Pointing and labeling entries

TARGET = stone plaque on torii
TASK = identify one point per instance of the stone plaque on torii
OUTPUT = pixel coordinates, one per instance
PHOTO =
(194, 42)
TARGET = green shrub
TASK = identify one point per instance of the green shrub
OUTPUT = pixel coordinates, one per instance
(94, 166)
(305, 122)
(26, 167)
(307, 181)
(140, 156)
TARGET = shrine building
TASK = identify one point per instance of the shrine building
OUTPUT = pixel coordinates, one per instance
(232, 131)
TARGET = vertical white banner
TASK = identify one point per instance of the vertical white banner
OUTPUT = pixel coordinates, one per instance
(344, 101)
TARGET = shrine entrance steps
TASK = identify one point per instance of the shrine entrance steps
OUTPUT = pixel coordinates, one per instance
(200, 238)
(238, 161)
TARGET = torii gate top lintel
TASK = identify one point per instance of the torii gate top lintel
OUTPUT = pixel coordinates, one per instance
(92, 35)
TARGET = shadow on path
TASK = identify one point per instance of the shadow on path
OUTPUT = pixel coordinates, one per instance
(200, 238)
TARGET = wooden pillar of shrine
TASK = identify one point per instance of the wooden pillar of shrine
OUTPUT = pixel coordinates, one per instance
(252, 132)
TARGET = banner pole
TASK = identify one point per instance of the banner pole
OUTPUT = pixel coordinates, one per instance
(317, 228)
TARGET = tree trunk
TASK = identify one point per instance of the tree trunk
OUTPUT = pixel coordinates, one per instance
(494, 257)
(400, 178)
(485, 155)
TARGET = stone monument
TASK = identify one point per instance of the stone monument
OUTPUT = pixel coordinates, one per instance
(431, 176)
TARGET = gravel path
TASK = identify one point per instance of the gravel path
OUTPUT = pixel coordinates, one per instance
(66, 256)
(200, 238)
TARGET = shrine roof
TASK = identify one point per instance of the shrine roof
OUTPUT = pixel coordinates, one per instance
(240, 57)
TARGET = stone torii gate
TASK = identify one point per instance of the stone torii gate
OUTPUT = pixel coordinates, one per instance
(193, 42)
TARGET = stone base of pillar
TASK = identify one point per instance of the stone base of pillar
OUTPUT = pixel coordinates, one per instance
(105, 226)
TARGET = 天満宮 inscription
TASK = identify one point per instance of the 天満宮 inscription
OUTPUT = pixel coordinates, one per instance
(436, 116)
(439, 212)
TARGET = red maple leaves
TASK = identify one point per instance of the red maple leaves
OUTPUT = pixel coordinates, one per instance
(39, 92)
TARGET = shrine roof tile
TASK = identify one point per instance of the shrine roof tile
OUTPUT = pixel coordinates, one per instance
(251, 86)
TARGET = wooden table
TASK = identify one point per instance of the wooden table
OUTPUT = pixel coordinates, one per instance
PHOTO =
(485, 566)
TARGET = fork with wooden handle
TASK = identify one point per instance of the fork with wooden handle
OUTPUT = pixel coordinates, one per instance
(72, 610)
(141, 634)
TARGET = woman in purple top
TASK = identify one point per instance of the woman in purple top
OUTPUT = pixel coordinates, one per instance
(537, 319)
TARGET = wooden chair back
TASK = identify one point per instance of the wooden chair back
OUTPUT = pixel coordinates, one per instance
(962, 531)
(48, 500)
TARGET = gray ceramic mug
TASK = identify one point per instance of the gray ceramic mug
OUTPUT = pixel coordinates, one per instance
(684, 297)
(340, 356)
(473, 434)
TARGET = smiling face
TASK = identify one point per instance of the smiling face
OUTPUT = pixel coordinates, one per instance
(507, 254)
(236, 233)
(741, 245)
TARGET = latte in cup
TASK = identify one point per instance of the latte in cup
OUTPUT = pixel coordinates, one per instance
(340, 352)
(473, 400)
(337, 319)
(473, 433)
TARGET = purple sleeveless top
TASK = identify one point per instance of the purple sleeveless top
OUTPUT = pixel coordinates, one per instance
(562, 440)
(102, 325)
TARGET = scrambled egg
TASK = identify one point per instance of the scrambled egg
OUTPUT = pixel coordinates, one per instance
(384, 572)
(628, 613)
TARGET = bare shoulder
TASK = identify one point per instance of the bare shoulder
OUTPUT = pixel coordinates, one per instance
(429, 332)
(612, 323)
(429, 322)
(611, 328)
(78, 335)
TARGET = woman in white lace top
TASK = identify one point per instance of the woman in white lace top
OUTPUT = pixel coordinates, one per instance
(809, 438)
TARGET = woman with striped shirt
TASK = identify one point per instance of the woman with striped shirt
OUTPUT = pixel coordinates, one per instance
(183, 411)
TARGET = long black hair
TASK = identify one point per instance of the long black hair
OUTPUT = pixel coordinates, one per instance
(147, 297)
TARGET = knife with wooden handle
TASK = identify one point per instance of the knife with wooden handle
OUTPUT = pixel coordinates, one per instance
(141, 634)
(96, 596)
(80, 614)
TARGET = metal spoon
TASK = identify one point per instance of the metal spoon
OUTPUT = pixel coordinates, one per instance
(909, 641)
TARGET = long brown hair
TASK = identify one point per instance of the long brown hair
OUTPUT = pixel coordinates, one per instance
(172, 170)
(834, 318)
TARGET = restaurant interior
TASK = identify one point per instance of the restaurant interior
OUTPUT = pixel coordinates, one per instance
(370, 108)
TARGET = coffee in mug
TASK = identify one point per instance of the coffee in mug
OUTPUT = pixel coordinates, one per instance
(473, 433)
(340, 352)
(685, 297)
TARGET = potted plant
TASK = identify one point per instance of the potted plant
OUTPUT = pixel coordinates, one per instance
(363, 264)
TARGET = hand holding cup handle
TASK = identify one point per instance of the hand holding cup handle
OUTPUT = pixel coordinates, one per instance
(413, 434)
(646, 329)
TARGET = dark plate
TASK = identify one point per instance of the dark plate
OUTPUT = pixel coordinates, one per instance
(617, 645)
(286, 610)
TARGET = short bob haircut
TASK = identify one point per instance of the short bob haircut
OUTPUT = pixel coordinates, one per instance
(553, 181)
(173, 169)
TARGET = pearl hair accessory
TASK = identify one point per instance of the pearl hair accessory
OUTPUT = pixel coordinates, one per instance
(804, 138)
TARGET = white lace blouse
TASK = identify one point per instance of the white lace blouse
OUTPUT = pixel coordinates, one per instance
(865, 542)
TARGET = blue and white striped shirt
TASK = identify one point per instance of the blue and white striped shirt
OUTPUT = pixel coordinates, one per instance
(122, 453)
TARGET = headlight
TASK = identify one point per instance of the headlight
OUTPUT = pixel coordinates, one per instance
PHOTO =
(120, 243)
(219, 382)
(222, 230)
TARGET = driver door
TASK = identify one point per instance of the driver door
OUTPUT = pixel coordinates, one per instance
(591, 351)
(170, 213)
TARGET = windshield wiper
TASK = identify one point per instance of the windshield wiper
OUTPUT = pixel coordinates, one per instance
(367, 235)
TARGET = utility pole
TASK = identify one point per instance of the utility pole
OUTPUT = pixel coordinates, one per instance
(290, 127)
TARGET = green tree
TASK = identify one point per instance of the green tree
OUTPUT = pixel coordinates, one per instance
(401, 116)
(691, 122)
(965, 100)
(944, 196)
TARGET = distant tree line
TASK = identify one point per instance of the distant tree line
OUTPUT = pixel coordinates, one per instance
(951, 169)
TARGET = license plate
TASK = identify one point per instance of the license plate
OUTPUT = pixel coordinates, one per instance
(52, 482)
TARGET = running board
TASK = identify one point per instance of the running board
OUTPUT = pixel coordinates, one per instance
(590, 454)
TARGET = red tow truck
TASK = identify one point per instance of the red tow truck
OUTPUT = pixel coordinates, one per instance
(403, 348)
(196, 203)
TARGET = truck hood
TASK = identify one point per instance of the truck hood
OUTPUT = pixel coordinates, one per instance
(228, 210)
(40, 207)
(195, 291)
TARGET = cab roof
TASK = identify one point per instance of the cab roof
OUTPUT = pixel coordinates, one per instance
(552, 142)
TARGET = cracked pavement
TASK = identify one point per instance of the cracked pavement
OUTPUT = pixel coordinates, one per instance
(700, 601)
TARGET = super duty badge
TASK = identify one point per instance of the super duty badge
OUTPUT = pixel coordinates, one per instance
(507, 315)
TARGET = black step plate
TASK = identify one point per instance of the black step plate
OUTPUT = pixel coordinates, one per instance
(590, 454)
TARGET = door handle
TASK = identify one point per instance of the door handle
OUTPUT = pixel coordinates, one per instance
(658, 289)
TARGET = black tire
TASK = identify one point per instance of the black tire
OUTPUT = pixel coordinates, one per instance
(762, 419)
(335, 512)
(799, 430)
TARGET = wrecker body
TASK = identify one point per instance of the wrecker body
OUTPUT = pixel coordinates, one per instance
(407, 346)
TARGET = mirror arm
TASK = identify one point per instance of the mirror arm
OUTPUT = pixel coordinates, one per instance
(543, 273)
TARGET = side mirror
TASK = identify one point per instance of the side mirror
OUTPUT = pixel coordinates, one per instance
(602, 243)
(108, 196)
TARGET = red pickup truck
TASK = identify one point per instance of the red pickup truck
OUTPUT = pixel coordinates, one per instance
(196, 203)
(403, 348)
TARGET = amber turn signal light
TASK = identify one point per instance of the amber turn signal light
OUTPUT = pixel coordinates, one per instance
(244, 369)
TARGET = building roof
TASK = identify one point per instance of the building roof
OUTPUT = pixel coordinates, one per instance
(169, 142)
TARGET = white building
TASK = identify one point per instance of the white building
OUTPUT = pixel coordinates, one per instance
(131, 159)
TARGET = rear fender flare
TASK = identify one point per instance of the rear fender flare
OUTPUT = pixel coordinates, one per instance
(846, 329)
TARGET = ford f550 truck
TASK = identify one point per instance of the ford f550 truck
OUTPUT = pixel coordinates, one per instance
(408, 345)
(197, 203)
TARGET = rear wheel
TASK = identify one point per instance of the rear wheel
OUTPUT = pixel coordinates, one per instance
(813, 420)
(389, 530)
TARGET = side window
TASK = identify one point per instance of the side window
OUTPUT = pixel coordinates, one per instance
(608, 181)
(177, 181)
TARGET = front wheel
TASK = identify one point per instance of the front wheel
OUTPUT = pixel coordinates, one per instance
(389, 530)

* What you have to do
In the listing above, find the line containing "TARGET = building roof", then reproduce it and each line after it through the end, exactly and with nothing added.

* Response
TARGET = building roof
TASK = identify one point per instance of the building roof
OUTPUT = pixel coordinates, one per instance
(169, 142)
TARGET = white building
TASK = identify one point per instance of the white building
OUTPUT = pixel coordinates, one per instance
(131, 159)
TARGET = rear fender flare
TASK = identify one point per instance of the rear fender flare
OUTPUT = pixel coordinates, one per instance
(846, 329)
TARGET = ford f550 truck
TASK = identify one point per instance of the ford f550 truck
OUTPUT = pixel coordinates, one per instance
(408, 345)
(197, 203)
TARGET = rear wheel
TASK = identify one point per instance of the rear wheel
OUTPUT = pixel coordinates, one per instance
(813, 420)
(389, 530)
TARGET = side window
TASK = identify one point per instance of the side window
OUTPUT = pixel coordinates, one per instance
(608, 181)
(177, 181)
TARGET = front wheel
TASK = identify one point per instance of the front wheel
OUTPUT = pixel coordinates, one per instance
(389, 530)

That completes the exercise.